*EXERCISE INSTRUCTIONS*.
Please retype the entries below exactly as they are written.

*Data items*.
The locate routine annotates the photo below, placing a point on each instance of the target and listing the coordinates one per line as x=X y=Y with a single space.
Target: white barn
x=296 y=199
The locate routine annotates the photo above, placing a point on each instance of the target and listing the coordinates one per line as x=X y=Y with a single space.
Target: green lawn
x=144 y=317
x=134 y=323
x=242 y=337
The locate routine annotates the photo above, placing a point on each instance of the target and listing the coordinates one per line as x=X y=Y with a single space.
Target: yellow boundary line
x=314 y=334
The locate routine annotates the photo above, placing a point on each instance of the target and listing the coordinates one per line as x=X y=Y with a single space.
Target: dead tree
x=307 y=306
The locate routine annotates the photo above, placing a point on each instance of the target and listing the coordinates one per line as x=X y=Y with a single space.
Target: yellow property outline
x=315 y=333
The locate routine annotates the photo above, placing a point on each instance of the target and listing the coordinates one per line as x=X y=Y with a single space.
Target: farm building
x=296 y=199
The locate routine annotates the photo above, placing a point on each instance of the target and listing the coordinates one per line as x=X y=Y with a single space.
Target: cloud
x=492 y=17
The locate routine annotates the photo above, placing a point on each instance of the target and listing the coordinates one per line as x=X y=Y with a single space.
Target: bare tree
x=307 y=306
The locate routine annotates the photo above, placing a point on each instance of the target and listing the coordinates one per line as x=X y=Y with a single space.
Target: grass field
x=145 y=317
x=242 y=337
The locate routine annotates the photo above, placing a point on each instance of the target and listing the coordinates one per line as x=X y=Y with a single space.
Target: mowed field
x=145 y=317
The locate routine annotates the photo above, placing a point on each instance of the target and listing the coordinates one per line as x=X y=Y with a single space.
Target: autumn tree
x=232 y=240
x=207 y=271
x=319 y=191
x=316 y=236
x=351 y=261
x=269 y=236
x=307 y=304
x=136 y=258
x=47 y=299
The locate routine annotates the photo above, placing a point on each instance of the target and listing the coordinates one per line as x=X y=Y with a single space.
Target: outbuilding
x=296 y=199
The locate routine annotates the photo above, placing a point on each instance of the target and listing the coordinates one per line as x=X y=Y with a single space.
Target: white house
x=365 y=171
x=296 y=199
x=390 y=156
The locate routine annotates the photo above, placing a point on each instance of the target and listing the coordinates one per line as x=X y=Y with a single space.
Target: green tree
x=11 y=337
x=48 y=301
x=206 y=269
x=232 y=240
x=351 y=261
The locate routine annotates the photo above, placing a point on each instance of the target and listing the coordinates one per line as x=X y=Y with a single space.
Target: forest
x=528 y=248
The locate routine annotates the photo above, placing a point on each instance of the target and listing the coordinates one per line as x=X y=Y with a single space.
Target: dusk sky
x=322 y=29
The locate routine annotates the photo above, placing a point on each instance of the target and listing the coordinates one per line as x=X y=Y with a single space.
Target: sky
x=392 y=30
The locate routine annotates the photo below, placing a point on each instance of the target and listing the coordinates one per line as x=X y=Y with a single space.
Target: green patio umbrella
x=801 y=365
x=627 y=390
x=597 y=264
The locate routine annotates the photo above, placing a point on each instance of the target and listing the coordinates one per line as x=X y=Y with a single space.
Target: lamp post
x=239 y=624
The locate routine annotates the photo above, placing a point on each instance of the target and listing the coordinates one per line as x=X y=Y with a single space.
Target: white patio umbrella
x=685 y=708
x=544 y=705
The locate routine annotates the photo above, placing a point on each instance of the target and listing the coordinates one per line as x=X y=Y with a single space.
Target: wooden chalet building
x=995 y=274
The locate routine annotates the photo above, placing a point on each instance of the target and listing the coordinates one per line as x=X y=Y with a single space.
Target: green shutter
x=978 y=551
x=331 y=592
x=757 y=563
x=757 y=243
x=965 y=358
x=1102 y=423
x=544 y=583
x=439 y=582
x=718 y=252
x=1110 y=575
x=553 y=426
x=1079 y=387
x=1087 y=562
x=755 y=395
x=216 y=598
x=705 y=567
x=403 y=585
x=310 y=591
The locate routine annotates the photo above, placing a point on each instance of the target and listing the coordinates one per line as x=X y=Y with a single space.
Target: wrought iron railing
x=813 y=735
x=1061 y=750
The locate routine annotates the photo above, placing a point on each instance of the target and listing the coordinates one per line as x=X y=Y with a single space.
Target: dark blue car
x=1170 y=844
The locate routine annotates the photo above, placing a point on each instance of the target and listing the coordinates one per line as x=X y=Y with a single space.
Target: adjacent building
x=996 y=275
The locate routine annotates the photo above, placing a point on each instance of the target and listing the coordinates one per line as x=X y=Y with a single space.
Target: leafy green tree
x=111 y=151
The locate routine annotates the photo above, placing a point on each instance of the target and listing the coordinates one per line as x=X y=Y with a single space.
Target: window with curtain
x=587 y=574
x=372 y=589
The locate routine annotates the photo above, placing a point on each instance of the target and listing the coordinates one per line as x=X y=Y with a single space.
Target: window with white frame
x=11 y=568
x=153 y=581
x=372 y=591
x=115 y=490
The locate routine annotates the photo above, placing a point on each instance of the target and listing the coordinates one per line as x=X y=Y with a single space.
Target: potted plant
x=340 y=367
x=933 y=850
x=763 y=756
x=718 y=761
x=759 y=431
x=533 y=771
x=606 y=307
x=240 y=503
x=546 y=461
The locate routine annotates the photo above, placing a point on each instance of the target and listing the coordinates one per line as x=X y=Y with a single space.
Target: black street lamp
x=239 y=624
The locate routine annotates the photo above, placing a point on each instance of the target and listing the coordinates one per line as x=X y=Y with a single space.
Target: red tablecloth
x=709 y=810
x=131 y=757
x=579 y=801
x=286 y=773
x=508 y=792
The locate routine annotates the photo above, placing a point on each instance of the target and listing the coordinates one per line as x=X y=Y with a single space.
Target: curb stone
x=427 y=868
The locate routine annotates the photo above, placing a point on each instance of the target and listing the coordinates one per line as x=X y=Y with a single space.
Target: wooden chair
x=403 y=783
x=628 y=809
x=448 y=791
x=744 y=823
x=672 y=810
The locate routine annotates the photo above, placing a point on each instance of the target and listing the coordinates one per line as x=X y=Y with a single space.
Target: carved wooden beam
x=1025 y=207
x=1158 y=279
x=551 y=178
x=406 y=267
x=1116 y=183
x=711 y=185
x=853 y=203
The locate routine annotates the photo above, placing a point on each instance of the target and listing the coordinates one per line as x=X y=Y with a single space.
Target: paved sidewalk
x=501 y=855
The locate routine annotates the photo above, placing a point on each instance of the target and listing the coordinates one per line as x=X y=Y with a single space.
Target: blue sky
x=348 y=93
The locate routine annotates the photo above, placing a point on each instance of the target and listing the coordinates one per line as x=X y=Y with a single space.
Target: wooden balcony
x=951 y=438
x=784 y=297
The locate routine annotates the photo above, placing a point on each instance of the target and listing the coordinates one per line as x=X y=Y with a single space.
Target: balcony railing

*WRITTEN RESPONSE*.
The locate routine annotates the photo below, placing a point on each instance of the target and listing the coordinates one per line as x=X y=Y with a single space.
Target: white barn
x=296 y=199
The locate routine annotates the photo above, placing a point on each instance of the target and listing the coordinates one per line as x=X y=Y with a single space.
Target: green lawn
x=144 y=317
x=134 y=323
x=242 y=337
The locate routine annotates the photo above, placing a point on each instance of the target and listing the coordinates one per line as x=X y=Y with a single space.
Target: yellow boundary line
x=314 y=334
The locate routine annotates the photo above, placing a point on each instance of the target and listing the coordinates one per line as x=X y=Y with a single space.
Target: dead tree
x=307 y=306
The locate routine annotates the photo above, placing a point on each instance of the target and listing the coordinates one per line as x=X y=Y with a single space.
Target: yellow property outline
x=315 y=333
The locate routine annotates the photo above, placing a point on each instance of the target and listing the coordinates one per line as x=X y=Y with a single space.
Target: farm building
x=296 y=199
The locate routine annotates the photo above, placing a point on each instance of the target and listing the coordinates one per line as x=X y=Y with a single space.
Target: cloud
x=492 y=17
The locate routine annotates the photo above, placing a point on each instance of the target and listing the coordinates one per line as x=X y=Y with a single space.
Target: bare tree
x=307 y=306
The locate routine annotates the photo above, placing a point on each instance of the target and listing the coordinates one per line as x=X y=Y with a single space.
Target: grass field
x=145 y=317
x=242 y=337
The locate routine annotates the photo above, placing a point on each instance of the target and listing the coordinates one per line as x=X y=Y with a single space.
Target: mowed field
x=145 y=317
The locate routine annotates the photo above, placing a point on each instance of the target and listing the coordinates one per line as x=X y=Y with a single space.
Target: autumn tree
x=232 y=240
x=207 y=271
x=319 y=191
x=316 y=236
x=351 y=261
x=269 y=236
x=307 y=304
x=136 y=258
x=47 y=299
The locate routine annotates the photo above, placing a point on each instance of the target and listing the coordinates one per line as x=X y=Y with a single space.
Target: outbuilding
x=296 y=199
The locate routine annotates the photo above, placing a point on each instance of the target and listing the coordinates one per line as x=X y=Y with a single space.
Target: white house
x=365 y=171
x=296 y=199
x=390 y=156
The locate routine annotates the photo above, placing a point on each instance of the target and listing the coordinates one per line as x=X y=Y with a single space.
Target: green tree
x=11 y=337
x=48 y=301
x=206 y=269
x=232 y=240
x=351 y=261
The locate routine annotates the photo above, placing a point on each instance of the target and listing the coordinates one per line as x=X y=Y with a single space.
Target: forest
x=528 y=248
The locate routine annotates the photo above, placing a point on each instance of the target and listing the coordinates one per line as x=X y=Y with a single space.
Target: dusk sky
x=322 y=29
The locate routine annotates the photo above, placing a point on each instance of the target and listing the coordinates one per line as x=X y=Y with a single space.
Target: sky
x=392 y=30
The locate routine annotates the photo below, placing a point on each instance of the target and listing the coordinates one per line as x=X y=Y with a single space.
Target: green patio umbrella
x=801 y=365
x=627 y=390
x=597 y=264
The locate routine annotates the photo above, placing a point on each instance of the target and listing the coordinates one per line as x=X y=Y with a single space.
Target: lamp post
x=239 y=624
The locate routine annotates the photo above, placing a point on each instance of the target and listing the coordinates one per line as x=X y=Y with a single space.
Target: white patio umbrella
x=685 y=708
x=544 y=705
The locate routine annotates the photo above, placing a point on each instance of the target and listing the coordinates one per line as x=X y=Y with a single space.
Target: wooden chalet building
x=995 y=274
The locate routine annotates the photo above, placing a point on each instance of the target and listing the coordinates one per line as x=X y=Y with a single space.
Target: green shutter
x=978 y=551
x=331 y=592
x=757 y=563
x=757 y=243
x=965 y=358
x=1102 y=423
x=544 y=583
x=439 y=582
x=718 y=252
x=1110 y=575
x=553 y=426
x=1079 y=387
x=1087 y=562
x=755 y=395
x=216 y=598
x=705 y=567
x=403 y=585
x=310 y=591
The locate routine annotates the photo above, placing a point on each instance of the target and listing the coordinates one per line as x=X y=Y with a single space.
Target: wrought iron railing
x=813 y=735
x=1061 y=750
The locate routine annotates the photo above, placing a point on each instance of the target and listing the coordinates one per line as x=X y=Y with a single space.
Target: dark blue car
x=1170 y=844
The locate routine annotates the photo above, placing a point on each instance of the target and listing the coordinates one per line as x=X y=Y with a single space.
Target: adjacent building
x=996 y=275
The locate routine annotates the photo above, placing a point on each instance of the target and listing the coordinates one per line as x=X y=Y with a single space.
Target: leafy green tree
x=111 y=151
The locate routine annotates the photo above, placing a point on each instance of the target and listing the coordinates one per line as x=X y=Y with a single space.
Target: window with curtain
x=587 y=574
x=372 y=589
The locate routine annotates the photo above, placing a point on each instance of the target and listing the coordinates one per line as x=X y=Y with a single space.
Target: window with white frame
x=11 y=568
x=153 y=581
x=372 y=591
x=115 y=490
The locate routine annotates the photo above, placing a point on each instance of the target and listing the coordinates one per line as x=X y=Y with a single space.
Target: potted plant
x=340 y=367
x=933 y=850
x=763 y=756
x=718 y=761
x=759 y=431
x=533 y=771
x=606 y=307
x=240 y=503
x=546 y=461
The locate routine annotates the photo above, placing a point on each instance of the target and listing the coordinates one per line as x=X y=Y with a single space.
Target: black street lamp
x=239 y=624
The locate routine annotates the photo above, placing a point on each instance of the target and listing the coordinates one per line as x=X y=Y with a single space.
Target: red tablecloth
x=709 y=810
x=131 y=757
x=579 y=801
x=286 y=773
x=508 y=792
The locate routine annotates the photo above, placing a point on each instance of the target and listing the coordinates one per line as x=X y=Y with a single space.
Target: curb stone
x=427 y=868
The locate routine annotates the photo above, placing a point on each instance of the target and listing the coordinates one per line as x=X y=Y with a single space.
Target: wooden chair
x=403 y=783
x=628 y=809
x=448 y=791
x=744 y=823
x=672 y=810
The locate routine annotates the photo above, placing a point on each instance of the target and listing the coordinates one per line as x=X y=Y with a single space.
Target: carved wooden beam
x=1025 y=207
x=1158 y=279
x=551 y=178
x=406 y=267
x=1116 y=183
x=711 y=185
x=853 y=203
The locate routine annotates the photo above, placing a point on each instance of the target and listing the coordinates one per line as x=X y=Y with a single space.
Target: paved sidewalk
x=501 y=855
The locate routine annotates the photo above, placing a point on each instance of the target and listing the coordinates one per line as x=X y=Y with a single space.
Target: blue sky
x=348 y=93
The locate routine annotates the photo above, placing a point on each instance of the target and listing the coordinates one per line as x=X y=Y with a single space.
Target: wooden balcony
x=951 y=438
x=784 y=297
The locate routine annotates the photo above, placing a point on each instance of the target and listing the coordinates one per line as x=X y=Y with a single space.
Target: balcony railing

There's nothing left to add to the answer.